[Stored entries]
=======
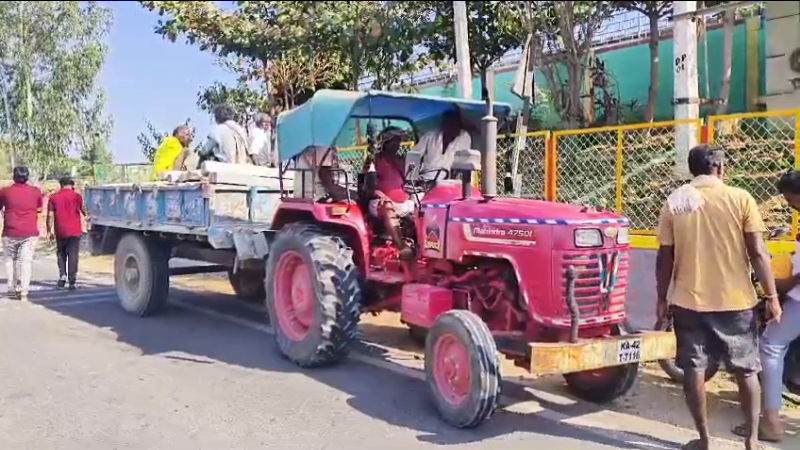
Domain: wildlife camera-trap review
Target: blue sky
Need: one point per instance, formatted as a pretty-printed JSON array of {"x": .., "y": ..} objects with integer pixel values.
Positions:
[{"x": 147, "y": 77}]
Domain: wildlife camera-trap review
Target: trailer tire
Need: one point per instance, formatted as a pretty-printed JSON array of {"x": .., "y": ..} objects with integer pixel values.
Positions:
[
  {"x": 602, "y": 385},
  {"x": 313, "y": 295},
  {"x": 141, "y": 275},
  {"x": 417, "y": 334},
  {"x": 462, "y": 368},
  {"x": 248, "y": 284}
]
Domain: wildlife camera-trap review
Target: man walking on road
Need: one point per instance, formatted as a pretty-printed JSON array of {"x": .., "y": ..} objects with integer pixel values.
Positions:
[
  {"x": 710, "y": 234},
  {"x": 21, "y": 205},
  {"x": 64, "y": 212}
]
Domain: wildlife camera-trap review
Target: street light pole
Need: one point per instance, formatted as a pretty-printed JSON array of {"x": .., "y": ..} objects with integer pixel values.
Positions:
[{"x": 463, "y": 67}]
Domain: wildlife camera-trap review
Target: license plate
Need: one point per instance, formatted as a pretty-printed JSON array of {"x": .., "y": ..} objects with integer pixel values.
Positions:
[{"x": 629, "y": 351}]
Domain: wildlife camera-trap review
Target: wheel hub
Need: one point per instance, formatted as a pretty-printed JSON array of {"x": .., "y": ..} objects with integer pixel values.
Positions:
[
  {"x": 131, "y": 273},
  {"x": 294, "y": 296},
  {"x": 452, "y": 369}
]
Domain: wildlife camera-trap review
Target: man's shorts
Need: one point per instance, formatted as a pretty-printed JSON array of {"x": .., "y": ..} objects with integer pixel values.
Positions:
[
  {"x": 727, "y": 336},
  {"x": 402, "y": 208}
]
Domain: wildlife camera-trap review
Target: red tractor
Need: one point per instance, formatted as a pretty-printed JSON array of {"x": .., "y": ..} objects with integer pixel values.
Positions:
=======
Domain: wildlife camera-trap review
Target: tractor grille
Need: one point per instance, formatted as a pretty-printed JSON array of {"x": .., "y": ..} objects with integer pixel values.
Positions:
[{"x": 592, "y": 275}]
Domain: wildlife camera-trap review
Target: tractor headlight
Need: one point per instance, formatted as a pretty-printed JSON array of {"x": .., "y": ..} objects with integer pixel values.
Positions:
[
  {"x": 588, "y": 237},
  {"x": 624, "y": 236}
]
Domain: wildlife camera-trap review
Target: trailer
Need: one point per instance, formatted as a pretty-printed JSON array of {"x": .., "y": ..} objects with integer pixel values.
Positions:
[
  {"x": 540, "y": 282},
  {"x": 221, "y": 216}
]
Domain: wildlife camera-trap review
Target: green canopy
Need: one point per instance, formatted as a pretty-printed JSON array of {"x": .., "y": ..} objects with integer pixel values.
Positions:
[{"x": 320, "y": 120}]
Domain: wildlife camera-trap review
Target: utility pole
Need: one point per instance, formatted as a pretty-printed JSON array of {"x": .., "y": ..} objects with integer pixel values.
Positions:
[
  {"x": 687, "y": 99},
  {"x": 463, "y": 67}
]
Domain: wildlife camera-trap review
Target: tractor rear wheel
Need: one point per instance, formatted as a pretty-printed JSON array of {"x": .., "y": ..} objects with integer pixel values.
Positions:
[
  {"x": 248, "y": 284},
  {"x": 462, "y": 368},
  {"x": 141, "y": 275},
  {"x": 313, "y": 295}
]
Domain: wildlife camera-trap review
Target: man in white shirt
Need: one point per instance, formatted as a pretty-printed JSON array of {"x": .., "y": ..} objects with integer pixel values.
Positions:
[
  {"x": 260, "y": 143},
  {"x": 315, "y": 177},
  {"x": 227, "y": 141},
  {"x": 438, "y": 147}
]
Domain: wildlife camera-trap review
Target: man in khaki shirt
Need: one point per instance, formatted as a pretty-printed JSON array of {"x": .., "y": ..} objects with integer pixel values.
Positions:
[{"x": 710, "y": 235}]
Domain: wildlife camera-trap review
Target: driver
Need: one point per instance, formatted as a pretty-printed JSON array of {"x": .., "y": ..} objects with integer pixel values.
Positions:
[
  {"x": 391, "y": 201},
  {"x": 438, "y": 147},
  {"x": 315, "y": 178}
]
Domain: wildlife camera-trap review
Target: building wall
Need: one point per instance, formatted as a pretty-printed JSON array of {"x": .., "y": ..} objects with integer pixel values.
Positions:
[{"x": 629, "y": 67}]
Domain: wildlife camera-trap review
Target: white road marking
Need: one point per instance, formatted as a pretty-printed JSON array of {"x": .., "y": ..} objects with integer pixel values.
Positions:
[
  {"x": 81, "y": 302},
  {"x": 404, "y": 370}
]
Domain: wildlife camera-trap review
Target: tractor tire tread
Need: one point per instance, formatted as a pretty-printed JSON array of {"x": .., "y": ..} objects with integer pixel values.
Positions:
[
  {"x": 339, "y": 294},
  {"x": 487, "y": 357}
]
=======
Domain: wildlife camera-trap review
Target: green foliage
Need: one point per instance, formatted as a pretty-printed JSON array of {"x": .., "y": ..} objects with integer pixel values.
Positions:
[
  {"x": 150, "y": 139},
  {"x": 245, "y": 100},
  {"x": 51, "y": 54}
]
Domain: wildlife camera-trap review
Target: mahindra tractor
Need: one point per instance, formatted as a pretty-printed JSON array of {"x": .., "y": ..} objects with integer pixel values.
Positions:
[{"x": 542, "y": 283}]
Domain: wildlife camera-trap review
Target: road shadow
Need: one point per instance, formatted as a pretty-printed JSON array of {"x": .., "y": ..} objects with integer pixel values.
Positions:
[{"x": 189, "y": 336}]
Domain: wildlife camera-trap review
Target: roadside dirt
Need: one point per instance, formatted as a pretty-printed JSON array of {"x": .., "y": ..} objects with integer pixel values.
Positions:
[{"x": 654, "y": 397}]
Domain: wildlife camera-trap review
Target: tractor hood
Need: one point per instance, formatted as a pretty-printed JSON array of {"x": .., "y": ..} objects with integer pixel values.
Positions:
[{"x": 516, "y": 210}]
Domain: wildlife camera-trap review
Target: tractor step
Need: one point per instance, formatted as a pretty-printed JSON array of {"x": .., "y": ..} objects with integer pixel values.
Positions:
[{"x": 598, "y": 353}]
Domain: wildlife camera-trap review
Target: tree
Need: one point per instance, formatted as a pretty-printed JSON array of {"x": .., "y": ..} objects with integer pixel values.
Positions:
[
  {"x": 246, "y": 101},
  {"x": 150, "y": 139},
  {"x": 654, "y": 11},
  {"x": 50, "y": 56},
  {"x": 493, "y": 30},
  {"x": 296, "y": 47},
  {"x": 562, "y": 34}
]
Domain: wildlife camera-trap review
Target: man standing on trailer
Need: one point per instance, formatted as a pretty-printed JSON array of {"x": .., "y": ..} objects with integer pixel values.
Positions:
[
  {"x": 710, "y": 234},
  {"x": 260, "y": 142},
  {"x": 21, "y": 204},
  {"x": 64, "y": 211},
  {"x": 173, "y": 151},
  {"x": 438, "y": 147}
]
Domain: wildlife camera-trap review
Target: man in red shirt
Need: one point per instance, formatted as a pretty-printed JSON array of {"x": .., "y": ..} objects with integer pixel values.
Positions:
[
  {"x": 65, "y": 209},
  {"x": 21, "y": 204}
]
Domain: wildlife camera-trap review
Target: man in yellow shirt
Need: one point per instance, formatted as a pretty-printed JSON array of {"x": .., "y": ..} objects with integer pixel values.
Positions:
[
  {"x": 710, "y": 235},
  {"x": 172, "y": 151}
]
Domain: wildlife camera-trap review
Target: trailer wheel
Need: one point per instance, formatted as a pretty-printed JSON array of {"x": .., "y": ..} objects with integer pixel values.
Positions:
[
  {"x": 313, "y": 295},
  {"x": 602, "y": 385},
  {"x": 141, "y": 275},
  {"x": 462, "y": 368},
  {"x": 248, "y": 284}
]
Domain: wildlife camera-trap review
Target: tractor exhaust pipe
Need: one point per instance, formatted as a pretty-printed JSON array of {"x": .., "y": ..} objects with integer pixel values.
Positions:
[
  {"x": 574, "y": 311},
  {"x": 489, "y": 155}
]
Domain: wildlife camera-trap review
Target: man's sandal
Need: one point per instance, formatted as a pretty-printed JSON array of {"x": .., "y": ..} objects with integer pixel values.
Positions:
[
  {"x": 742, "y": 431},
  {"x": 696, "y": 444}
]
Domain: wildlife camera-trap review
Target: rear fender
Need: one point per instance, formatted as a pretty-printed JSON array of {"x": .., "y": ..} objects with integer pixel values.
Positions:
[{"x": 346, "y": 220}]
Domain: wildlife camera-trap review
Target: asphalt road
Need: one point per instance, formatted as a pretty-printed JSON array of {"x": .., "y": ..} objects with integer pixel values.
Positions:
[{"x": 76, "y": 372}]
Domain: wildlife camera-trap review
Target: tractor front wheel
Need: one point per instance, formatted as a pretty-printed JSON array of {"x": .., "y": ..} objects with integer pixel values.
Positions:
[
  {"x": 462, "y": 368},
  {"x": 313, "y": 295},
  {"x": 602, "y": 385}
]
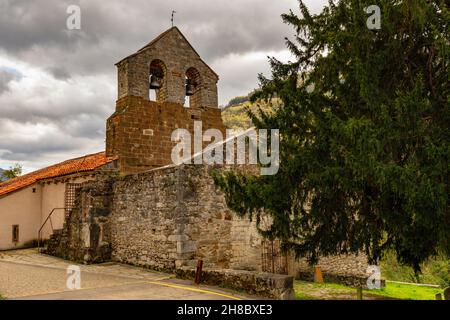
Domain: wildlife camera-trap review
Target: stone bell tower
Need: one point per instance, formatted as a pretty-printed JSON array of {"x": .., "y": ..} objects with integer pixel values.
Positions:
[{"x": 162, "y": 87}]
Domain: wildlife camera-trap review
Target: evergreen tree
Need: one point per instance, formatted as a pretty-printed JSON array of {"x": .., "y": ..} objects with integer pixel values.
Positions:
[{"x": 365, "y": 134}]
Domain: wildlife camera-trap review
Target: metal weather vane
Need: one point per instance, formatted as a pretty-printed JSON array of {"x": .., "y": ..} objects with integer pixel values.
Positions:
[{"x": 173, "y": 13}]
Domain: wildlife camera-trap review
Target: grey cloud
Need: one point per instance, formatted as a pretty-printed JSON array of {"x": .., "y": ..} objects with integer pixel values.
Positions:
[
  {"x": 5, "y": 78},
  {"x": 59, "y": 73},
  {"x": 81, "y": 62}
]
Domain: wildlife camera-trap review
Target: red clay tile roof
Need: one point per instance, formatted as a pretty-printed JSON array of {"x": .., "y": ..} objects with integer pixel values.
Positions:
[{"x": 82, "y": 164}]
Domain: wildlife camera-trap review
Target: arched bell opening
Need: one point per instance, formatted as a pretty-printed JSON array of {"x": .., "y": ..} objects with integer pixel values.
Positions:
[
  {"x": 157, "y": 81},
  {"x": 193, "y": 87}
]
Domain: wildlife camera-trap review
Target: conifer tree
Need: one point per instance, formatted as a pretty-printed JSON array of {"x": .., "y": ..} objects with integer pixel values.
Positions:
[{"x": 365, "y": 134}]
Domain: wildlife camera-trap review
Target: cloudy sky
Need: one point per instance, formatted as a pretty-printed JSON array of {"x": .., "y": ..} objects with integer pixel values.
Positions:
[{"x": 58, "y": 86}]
=======
For the lines above, output exactly those from the line containing "Target: license plate" through the line containing "Target: red tractor", and skip the others.

WORKED SOLUTION
Target: license plate
Need: one point per instance, formatted as a pretty-printed JSON array of {"x": .., "y": ..} objects with integer pixel values.
Positions:
[{"x": 629, "y": 351}]
Domain: wildlife camera-trap review
Target: wheel hub
Need: one point per instance, formatted as a pretty-printed JSON array of {"x": .., "y": ..} objects with integer pixel values.
Positions:
[
  {"x": 131, "y": 273},
  {"x": 294, "y": 296},
  {"x": 452, "y": 369}
]
Domain: wildlife camera-trap review
Target: man's shorts
Need: one point per instance, formatted as a pretty-printed JSON array of {"x": .., "y": ..} objects with integer pixel values.
Positions:
[
  {"x": 727, "y": 336},
  {"x": 402, "y": 208}
]
Domain: wildlife camera-trap review
Target: red tractor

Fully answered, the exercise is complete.